→ Task brief
Would you retype all of these records exactly?

→ Records supplied
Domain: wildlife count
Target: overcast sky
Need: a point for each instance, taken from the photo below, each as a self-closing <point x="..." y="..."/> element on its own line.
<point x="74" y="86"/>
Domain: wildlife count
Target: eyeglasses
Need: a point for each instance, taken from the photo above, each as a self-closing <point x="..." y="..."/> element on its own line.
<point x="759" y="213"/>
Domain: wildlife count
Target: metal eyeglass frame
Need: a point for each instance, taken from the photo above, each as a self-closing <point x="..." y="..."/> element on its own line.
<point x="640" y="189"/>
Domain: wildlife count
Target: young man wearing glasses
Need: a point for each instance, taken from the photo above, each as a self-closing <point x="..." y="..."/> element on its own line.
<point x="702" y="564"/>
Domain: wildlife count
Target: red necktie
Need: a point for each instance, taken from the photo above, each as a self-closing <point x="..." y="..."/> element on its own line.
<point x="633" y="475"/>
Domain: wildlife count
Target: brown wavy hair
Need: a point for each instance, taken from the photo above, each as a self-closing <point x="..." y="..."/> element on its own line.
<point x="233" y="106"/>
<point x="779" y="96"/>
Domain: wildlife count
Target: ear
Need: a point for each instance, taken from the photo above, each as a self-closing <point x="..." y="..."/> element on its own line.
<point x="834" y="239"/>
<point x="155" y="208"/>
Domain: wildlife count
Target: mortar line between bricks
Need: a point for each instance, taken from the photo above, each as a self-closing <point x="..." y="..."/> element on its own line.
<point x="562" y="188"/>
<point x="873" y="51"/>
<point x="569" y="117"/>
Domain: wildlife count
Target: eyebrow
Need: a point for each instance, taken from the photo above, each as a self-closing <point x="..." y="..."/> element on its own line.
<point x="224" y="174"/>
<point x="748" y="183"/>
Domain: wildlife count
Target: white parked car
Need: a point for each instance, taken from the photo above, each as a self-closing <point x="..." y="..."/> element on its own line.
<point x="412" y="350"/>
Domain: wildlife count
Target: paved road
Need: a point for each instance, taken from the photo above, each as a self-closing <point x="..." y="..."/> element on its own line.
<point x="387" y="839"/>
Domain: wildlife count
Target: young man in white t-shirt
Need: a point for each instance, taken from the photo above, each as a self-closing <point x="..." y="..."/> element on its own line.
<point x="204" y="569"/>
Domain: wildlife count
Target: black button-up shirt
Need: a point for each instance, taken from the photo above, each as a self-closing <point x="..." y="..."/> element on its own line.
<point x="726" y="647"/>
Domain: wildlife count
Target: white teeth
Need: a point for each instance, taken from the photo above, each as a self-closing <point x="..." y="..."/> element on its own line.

→ The answer
Domain: wildlife count
Target: overcast sky
Need: a point for each instance, taken from the photo below, each as a self-closing <point x="..." y="..."/> element on its own line.
<point x="74" y="86"/>
Domain: wildlife count
Target: eyeglasses
Need: a point for each instance, taken from the photo above, each as a self-closing <point x="..." y="..."/> element on its own line.
<point x="759" y="213"/>
Domain: wildlife count
Target: metal eyeglass frame
Need: a point for each instance, taken from the photo above, each as a self-closing <point x="..." y="..."/> element on its own line.
<point x="640" y="189"/>
Domain: wildlife count
Target: young man wearing glasses
Need: a point for each instance, taken from the photo above, each as a self-closing <point x="..." y="..."/> element on its own line.
<point x="702" y="564"/>
Domain: wildlife count
Target: red necktie
Need: a point for each instance, taken from the photo above, each as a self-closing <point x="..." y="..."/> element on its own line.
<point x="633" y="475"/>
Domain: wildlife count
Target: brown wavy hair
Need: a point for each instance, taken from the photo above, each as a self-closing <point x="..." y="..."/> element on its own line.
<point x="233" y="106"/>
<point x="779" y="96"/>
Domain: wildlife count
Target: ear
Need: a point for each instance, taken from the photo above, each as a self-closing <point x="..." y="..."/> element on its own line.
<point x="834" y="239"/>
<point x="155" y="208"/>
Domain: wildlife count
Target: mortar line between bricks
Need: a point for each instance, taken from the photo above, each as a self-closing <point x="..." y="..."/> element on its own line.
<point x="562" y="188"/>
<point x="873" y="51"/>
<point x="569" y="117"/>
Domain: wildlife count
Target: eyebrow
Need: a point for each instance, taken from the photo above, each as a self-closing <point x="..." y="..."/> element on its own line.
<point x="224" y="174"/>
<point x="748" y="183"/>
Domain: wildlife count
Target: white parked car
Need: a point for each instance, taken from the photo above, each as a self-closing <point x="..." y="..."/> element on its own line.
<point x="412" y="350"/>
Domain: wildlife count
Target: paved road
Need: a point for each instance, taken from the photo above, each as a self-closing <point x="..." y="..."/> element on its own line.
<point x="387" y="839"/>
Domain: wildlife count
Target: young man in white t-shirt
Need: a point for each instance, taken from the photo above, each as a self-closing <point x="..." y="..."/> element on its own line.
<point x="204" y="569"/>
Domain: wildlife count
Target: black button-up shirt
Need: a point for each instance, taken from the photo above, each as a self-closing <point x="..." y="..."/> element on its own line.
<point x="726" y="647"/>
Domain: wildlife count
Target: white teeth
Need: a point for each instance, taken from the photo above, each as a self-closing <point x="..." y="..."/> element on its own line.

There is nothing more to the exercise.